_STATED EXERCISE_:
Edit the listing from its first line through the line containing "[67,445,256,456]" by replacing "blue handrail" with "steel handrail". Reproduce only those lines, with everything else unchanged.

━━━ RECORDS SUPPLIED ━━━

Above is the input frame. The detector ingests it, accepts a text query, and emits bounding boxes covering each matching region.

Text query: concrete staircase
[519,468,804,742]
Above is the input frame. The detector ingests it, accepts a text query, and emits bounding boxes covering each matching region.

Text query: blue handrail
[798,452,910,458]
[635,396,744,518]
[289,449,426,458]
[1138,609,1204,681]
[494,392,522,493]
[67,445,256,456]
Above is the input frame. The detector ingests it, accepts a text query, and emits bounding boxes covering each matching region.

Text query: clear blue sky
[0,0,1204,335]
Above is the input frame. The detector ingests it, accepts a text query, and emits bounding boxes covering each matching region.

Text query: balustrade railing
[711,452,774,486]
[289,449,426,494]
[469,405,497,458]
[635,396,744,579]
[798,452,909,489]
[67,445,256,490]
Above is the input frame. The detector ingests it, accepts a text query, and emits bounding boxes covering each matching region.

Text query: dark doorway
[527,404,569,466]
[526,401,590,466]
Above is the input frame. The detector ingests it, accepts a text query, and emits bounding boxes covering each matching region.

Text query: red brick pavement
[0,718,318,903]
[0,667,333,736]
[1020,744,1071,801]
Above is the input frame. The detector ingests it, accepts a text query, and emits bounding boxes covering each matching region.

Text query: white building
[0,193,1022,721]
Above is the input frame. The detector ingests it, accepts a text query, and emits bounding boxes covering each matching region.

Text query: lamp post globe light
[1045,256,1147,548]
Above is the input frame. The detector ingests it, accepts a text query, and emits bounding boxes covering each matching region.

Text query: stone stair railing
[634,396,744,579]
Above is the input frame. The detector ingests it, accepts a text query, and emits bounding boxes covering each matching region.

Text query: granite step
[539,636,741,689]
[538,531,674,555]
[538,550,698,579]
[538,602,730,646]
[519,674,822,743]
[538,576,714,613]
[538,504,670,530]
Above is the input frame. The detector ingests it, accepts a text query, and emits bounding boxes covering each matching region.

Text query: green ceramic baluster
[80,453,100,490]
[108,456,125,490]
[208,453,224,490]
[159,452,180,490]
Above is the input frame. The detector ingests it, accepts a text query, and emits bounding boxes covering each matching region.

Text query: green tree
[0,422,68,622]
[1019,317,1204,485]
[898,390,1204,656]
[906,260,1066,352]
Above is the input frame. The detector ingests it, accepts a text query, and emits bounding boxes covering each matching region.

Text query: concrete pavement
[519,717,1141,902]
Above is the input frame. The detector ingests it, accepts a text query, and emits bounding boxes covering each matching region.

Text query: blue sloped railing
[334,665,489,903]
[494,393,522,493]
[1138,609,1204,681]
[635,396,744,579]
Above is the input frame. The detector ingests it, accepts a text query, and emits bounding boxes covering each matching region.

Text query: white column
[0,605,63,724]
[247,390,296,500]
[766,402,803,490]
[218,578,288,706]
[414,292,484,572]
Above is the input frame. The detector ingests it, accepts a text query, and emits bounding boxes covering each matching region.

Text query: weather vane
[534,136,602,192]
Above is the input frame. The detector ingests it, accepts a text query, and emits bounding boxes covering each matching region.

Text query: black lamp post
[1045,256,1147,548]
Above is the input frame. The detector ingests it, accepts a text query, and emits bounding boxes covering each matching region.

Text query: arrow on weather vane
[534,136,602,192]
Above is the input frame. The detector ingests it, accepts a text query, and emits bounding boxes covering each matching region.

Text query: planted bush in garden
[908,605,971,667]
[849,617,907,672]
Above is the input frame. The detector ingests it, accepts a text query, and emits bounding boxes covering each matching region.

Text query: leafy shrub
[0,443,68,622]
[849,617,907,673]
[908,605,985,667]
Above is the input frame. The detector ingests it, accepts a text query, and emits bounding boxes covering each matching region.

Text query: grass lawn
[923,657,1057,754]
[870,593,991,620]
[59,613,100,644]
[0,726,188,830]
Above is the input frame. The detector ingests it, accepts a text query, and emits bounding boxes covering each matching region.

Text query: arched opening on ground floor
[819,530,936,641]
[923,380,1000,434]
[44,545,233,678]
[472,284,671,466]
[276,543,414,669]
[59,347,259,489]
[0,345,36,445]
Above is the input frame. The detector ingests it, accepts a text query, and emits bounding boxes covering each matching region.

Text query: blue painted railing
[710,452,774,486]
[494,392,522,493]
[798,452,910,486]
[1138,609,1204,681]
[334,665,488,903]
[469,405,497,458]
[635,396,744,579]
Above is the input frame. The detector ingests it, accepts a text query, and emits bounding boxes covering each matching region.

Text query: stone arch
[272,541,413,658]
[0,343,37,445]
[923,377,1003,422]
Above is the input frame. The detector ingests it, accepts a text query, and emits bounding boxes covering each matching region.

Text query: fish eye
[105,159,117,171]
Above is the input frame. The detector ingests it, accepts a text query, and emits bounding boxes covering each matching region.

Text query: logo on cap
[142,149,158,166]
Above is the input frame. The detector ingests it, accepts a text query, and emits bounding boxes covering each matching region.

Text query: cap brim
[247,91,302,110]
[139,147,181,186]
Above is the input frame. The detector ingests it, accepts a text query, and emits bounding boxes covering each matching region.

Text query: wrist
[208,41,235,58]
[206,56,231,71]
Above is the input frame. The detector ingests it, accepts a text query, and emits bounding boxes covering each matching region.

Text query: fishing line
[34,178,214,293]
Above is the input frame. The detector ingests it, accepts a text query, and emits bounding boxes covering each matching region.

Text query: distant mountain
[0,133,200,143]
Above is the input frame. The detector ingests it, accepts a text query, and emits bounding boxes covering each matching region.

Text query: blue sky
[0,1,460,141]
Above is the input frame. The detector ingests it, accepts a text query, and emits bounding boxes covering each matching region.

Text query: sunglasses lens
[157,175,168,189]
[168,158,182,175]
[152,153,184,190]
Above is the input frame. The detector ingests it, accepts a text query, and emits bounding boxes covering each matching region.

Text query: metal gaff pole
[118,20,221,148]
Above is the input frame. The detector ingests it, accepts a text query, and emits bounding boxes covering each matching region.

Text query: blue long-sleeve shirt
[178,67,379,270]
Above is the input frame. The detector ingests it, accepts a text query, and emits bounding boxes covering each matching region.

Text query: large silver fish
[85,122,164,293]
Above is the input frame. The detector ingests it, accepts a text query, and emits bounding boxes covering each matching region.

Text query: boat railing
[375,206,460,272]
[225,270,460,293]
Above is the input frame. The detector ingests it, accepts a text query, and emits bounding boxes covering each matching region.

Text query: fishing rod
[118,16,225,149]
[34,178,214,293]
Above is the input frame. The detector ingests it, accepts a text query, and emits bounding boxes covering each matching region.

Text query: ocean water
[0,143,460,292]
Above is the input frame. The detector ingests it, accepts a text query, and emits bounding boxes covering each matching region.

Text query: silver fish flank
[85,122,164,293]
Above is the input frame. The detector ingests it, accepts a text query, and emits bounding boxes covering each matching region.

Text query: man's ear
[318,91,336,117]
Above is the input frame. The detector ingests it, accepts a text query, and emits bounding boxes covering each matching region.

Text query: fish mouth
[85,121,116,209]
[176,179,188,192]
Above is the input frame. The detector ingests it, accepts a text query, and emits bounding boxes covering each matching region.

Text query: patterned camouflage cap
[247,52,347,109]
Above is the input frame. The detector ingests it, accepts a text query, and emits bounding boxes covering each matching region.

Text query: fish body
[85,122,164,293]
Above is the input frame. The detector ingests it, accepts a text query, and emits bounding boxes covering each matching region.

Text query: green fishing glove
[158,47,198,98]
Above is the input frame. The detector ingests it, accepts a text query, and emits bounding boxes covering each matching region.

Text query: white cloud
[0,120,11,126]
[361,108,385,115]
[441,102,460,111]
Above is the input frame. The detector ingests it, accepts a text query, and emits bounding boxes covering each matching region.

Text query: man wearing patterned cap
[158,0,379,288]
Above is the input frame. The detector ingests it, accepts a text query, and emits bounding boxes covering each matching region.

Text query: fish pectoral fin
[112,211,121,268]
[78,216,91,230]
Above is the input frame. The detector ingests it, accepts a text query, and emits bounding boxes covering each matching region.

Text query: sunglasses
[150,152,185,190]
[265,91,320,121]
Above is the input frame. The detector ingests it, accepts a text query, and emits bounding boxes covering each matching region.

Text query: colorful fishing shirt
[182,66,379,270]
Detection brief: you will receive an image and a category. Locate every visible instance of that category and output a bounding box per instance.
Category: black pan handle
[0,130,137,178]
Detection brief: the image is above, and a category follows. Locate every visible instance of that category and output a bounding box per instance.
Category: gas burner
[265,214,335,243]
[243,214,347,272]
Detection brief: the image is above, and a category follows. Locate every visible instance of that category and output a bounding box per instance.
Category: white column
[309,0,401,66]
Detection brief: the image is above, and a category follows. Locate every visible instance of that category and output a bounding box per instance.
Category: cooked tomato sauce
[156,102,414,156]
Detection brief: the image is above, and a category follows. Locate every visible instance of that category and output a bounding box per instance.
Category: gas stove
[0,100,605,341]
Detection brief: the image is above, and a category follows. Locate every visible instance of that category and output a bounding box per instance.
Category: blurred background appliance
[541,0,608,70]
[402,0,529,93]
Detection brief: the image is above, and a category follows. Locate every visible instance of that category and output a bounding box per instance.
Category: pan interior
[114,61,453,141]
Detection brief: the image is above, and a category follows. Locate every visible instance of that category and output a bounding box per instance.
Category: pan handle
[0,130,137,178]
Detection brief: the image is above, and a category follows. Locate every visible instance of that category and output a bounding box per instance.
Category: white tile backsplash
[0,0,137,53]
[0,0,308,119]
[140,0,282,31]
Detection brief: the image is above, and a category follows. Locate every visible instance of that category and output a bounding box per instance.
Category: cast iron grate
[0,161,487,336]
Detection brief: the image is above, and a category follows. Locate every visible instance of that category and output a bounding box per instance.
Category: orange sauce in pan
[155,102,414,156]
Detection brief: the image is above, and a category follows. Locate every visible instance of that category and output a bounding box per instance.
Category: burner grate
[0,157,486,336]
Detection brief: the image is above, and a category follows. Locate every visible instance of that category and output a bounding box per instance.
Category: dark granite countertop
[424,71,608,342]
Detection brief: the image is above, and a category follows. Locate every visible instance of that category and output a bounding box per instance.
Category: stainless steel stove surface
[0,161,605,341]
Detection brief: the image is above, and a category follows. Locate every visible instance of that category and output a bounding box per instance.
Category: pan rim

━━━

_RESULT BELOW_:
Above is the input frame. The detector ingests it, accepts a text query, and emits bounding boxes covering each matching region.

Text query: concrete staircase
[519,468,804,742]
Above is the input frame. The detector ingests it, accepts a text query, and emits bounding boxes covering each matching region.

Text query: steel handrail
[798,452,910,458]
[635,396,744,518]
[289,449,426,458]
[1138,609,1204,681]
[494,392,522,493]
[67,445,256,456]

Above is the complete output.